__RECORD EXCERPTS__.
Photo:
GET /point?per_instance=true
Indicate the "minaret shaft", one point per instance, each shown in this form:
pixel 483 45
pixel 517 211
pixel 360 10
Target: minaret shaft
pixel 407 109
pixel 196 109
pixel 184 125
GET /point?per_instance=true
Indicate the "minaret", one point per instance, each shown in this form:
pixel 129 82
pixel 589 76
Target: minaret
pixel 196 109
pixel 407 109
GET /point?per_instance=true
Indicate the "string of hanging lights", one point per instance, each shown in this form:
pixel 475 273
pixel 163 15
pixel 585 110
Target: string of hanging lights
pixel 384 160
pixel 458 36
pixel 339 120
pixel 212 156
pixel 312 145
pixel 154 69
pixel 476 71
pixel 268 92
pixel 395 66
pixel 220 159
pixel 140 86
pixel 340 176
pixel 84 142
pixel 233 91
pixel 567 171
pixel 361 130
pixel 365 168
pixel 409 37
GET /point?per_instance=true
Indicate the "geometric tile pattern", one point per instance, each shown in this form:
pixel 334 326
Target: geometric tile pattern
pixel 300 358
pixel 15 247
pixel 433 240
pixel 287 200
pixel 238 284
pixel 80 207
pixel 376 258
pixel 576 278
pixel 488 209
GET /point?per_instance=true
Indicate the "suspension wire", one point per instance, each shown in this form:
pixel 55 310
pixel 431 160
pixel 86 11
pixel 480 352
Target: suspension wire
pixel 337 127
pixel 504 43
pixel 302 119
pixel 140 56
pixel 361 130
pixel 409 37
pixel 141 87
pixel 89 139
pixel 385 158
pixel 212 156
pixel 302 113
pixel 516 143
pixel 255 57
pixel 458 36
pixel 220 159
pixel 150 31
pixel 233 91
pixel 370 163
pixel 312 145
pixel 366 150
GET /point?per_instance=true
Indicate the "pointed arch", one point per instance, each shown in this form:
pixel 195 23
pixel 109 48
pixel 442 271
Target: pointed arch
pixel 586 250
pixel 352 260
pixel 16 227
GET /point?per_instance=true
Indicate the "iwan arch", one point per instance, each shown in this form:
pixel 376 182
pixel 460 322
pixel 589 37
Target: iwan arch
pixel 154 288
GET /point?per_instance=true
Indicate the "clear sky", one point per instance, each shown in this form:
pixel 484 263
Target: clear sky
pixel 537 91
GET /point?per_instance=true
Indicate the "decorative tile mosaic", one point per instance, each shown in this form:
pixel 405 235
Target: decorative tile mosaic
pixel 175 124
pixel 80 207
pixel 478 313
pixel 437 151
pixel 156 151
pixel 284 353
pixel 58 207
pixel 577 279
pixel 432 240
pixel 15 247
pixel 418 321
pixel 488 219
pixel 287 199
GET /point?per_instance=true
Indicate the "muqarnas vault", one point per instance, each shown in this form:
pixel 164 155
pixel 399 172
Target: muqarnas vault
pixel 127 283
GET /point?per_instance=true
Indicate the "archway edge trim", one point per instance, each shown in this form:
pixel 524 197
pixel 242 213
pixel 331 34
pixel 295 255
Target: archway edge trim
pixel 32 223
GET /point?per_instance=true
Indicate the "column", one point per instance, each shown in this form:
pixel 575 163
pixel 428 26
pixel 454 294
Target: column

__WHAT YOU NEED TO DO__.
In the material above, please find every line that includes the word "column" and copy it.

__TASK SOLUTION__.
Indicate the "column", one point per instance, each shown in this form:
Target: column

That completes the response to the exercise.